- [SCHRIFTLICHER AUFTRAG 1]
Übertrage aus den Datensätzen den Abschnitt von der Zeile mit „The automated pipeline tagged front“ bis einschließlich der Zeile mit „[348,404,398,453]“ in eine nummerierte Liste. Leerzeilen lässt du weg.

- [AUSZUG]
╭──
Ansonsten schließe ich mich Shikaris Meinung größtenteils an. Leider wird halt wieder hart die sexuelle Missbrauchschiene und das Brechen von Tabus gefahren um für eine Skandalwirkung zu sorgen. Leider ist das mittlerweile bestandteil von fast jedem Film der "Horror" Sparte. Ist halt ermüdend. Gerade in TWOK wird's in der Richtung übertrieben häufig als Stilmittel genutzt. Kein a serbian film niveau und auch nicht in der Intensität aber man könnte meinen der Film war ne Inspirationsquelle...

Zum Inhalt vom Ende sag ich nichts, aber gefallen hat mir's gar nicht. Es passt nicht zum Film, wobei dies sicher Absicht war.


----------



## Sh1k4ri (30. April 2018)
╰──
- [MATERIAL ZUR ÜBUNG]
╭──
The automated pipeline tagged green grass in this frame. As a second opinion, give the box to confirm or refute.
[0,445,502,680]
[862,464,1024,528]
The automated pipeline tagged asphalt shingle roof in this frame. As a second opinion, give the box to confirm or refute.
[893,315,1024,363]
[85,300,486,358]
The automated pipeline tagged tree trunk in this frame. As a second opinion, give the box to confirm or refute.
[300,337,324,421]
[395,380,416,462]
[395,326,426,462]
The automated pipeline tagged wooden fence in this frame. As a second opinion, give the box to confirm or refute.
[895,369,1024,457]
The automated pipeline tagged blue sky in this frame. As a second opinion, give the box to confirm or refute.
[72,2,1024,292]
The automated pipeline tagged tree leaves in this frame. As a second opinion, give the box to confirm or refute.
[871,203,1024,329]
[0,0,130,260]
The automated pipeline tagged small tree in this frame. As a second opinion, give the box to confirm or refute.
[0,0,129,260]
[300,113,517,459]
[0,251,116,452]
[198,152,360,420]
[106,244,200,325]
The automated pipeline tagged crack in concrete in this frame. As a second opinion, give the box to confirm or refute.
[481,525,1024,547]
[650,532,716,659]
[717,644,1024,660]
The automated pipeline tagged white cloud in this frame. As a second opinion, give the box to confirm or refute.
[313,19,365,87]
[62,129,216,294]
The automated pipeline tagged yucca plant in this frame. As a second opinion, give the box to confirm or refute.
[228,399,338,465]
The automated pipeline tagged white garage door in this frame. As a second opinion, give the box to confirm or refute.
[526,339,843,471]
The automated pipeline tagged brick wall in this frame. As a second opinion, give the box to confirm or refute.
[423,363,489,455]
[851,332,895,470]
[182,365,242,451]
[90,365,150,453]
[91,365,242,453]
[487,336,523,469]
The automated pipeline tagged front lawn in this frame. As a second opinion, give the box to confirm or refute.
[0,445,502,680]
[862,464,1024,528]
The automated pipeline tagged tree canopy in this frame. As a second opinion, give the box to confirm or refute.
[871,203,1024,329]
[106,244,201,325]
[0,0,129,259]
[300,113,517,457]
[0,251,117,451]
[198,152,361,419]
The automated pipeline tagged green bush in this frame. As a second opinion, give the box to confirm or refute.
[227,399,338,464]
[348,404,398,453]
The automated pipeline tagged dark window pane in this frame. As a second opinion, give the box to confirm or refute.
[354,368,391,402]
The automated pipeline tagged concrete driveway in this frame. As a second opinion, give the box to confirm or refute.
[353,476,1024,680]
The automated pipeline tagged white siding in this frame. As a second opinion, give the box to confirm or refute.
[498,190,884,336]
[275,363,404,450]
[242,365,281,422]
╰──
- [SCHRIFTLICHER AUFTRAG 2]
Schreibe aus dem Auszug die Stelle von „Ansonsten schließe ich“ bis einschließlich „sicher Absicht war.“ wortgetreu ab.

- [VOLLSTÄNDIGE ANTWORT 1]
1. The automated pipeline tagged front lawn in this frame. As a second opinion, give the box to confirm or refute.
2. [0,445,502,680]
3. [862,464,1024,528]
4. The automated pipeline tagged tree canopy in this frame. As a second opinion, give the box to confirm or refute.
5. [871,203,1024,329]
6. [106,244,201,325]
7. [0,0,129,259]
8. [300,113,517,457]
9. [0,251,117,451]
10. [198,152,361,419]
11. The automated pipeline tagged green bush in this frame. As a second opinion, give the box to confirm or refute.
12. [227,399,338,464]
13. [348,404,398,453]

- [VOLLSTÄNDIGE ANTWORT 2]
Ansonsten schließe ich mich Shikaris Meinung größtenteils an. Leider wird halt wieder hart die sexuelle Missbrauchschiene und das Brechen von Tabus gefahren um für eine Skandalwirkung zu sorgen. Leider ist das mittlerweile bestandteil von fast jedem Film der "Horror" Sparte. Ist halt ermüdend. Gerade in TWOK wird's in der Richtung übertrieben häufig als Stilmittel genutzt. Kein a serbian film niveau und auch nicht in der Intensität aber man könnte meinen der Film war ne Inspirationsquelle...

Zum Inhalt vom Ende sag ich nichts, aber gefallen hat mir's gar nicht. Es passt nicht zum Film, wobei dies sicher Absicht war.